Posted: 29 Sep 2012, 17:40
by John Ashworth
Railways makes Sh1.2bn profits as restructuring starts bearing fruit

By NATION REPORTER
Posted Friday, September 28 2012 at 18:40

Kenya Railways has roared into profitability after years of losses as its restructuring starts to bear fruit.

The corporation which manages the railway network in Kenya has benefited from the government’s decision to convert its Sh40 billion debt into equity thereby cutting down on interest expense.

Kenya Railways has posted Sh1.2 billion in profits after tax for the financial year ending June 2012 up from a Sh2.1 billion loss suffered over a similar period in 2011.

The company’s management attributes the change of fortune to a 35 per cent increase in revenues to Sh1.9 billion in the period under review.

“The turnaround of Kenya Railways began in earnest in 2007 when a new strategic plan was put in place after the concession of railway operations to Rift Valley Railways in 2006,” said KRC board chairman general (RTD) Jeremiah Kianga.

▬▬▬▬▬▬▬▬▬▬

*Problems to work on:*
1/ Using the Kenya Railways article, explain in one to three sentences how the corporation was able to cut down on its interest expense.
2/ Reproduce a passage from the Kenya Railways article, switching "restructuring" to "reorganization": begin at the words "Posted: 29 Sep" and stop after "on interest expense.".
The entries after this point are separate material and not part of the Kenya Railways article.

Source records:

▬▬▬▬▬▬▬▬▬▬

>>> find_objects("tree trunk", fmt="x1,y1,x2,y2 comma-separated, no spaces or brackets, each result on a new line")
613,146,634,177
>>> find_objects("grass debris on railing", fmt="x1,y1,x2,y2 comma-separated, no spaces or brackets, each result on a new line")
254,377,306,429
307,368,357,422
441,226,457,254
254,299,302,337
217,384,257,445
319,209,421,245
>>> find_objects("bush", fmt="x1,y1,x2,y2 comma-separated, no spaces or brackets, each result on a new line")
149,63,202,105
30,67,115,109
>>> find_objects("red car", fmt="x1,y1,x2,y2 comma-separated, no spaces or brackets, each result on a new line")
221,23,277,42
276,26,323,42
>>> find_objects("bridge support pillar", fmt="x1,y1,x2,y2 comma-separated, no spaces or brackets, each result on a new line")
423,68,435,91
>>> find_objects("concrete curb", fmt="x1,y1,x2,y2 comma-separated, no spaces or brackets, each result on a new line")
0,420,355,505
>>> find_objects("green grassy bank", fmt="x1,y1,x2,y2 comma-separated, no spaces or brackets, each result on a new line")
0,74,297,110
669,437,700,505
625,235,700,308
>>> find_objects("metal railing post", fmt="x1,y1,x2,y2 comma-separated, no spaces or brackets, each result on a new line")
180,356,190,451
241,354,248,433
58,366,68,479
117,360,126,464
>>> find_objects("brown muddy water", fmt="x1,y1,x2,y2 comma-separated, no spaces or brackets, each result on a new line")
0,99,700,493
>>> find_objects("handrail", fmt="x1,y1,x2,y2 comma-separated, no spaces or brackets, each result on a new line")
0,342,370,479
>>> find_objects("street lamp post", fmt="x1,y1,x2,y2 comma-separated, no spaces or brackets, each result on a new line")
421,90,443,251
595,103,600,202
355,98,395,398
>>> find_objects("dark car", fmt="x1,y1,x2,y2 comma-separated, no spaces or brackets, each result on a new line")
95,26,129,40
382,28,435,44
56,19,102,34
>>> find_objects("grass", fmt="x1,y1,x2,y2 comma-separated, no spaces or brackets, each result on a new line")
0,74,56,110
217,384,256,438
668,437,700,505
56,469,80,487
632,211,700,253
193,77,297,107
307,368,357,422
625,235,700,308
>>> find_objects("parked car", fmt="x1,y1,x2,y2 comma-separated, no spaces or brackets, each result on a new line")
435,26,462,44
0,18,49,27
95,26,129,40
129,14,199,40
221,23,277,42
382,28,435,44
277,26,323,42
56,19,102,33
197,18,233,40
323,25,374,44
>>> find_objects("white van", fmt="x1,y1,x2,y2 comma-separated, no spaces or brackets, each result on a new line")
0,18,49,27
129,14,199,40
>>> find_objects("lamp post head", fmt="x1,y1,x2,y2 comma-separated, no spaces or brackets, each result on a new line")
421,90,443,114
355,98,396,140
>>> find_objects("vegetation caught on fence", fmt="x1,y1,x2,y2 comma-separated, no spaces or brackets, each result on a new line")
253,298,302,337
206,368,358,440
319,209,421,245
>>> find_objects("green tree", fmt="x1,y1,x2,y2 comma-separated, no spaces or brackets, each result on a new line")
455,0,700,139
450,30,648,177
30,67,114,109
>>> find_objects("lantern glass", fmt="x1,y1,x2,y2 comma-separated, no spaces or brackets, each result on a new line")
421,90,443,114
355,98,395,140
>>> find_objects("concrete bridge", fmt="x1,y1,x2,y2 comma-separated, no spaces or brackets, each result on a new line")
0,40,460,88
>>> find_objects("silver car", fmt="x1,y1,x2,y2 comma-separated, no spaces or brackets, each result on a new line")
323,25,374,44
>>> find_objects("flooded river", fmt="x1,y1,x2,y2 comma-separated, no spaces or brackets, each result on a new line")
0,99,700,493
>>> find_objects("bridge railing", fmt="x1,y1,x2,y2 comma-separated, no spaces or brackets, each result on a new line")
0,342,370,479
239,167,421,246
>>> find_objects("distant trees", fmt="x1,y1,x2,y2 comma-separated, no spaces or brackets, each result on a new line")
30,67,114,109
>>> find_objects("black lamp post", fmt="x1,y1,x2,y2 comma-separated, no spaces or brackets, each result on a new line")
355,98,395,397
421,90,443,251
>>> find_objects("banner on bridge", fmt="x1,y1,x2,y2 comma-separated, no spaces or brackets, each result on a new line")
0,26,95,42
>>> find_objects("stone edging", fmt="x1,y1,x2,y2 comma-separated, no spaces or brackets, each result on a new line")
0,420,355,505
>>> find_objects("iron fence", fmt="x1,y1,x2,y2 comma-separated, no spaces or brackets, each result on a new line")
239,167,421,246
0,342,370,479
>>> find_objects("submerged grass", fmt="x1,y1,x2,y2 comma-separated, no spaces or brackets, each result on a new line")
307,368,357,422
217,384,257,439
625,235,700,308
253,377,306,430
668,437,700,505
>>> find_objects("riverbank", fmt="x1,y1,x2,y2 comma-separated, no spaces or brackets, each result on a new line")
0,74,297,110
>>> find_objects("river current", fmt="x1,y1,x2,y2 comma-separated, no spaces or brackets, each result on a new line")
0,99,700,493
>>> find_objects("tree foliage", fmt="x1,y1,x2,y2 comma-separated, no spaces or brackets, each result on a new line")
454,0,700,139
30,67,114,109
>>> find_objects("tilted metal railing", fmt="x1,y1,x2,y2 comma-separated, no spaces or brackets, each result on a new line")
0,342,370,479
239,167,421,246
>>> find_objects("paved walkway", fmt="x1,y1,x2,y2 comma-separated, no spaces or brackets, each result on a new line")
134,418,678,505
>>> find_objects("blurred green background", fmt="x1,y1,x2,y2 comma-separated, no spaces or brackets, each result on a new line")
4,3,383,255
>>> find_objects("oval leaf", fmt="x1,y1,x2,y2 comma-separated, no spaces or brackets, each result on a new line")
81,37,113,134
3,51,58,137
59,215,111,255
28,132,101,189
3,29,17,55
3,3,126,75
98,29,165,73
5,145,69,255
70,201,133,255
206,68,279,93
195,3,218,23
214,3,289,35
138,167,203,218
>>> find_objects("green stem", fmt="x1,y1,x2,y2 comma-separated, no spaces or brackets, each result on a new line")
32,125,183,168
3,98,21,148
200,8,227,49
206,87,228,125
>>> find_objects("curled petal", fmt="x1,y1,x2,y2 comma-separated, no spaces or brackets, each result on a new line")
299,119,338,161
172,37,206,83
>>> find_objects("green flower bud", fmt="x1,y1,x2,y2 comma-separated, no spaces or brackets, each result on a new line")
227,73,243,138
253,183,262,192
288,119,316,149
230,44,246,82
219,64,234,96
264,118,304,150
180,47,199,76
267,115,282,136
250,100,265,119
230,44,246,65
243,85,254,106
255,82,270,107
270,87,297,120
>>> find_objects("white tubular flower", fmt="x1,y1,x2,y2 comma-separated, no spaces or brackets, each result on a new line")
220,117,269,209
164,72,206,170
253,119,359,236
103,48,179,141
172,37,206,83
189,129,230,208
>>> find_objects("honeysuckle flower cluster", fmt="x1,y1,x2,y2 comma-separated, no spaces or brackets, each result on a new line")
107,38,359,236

▬▬▬▬▬▬▬▬▬▬

*Task-by-task outputs:*
1/ The government decided to convert the corporation's Sh40 billion debt into equity, which cut down on its interest expense.

2/
Posted: 29 Sep 2012, 17:40
by John Ashworth
Railways makes Sh1.2bn profits as reorganization starts bearing fruit

By NATION REPORTER
Posted Friday, September 28 2012 at 18:40

Kenya Railways has roared into profitability after years of losses as its reorganization starts to bear fruit.

The corporation which manages the railway network in Kenya has benefited from the government’s decision to convert its Sh40 billion debt into equity thereby cutting down on interest expense.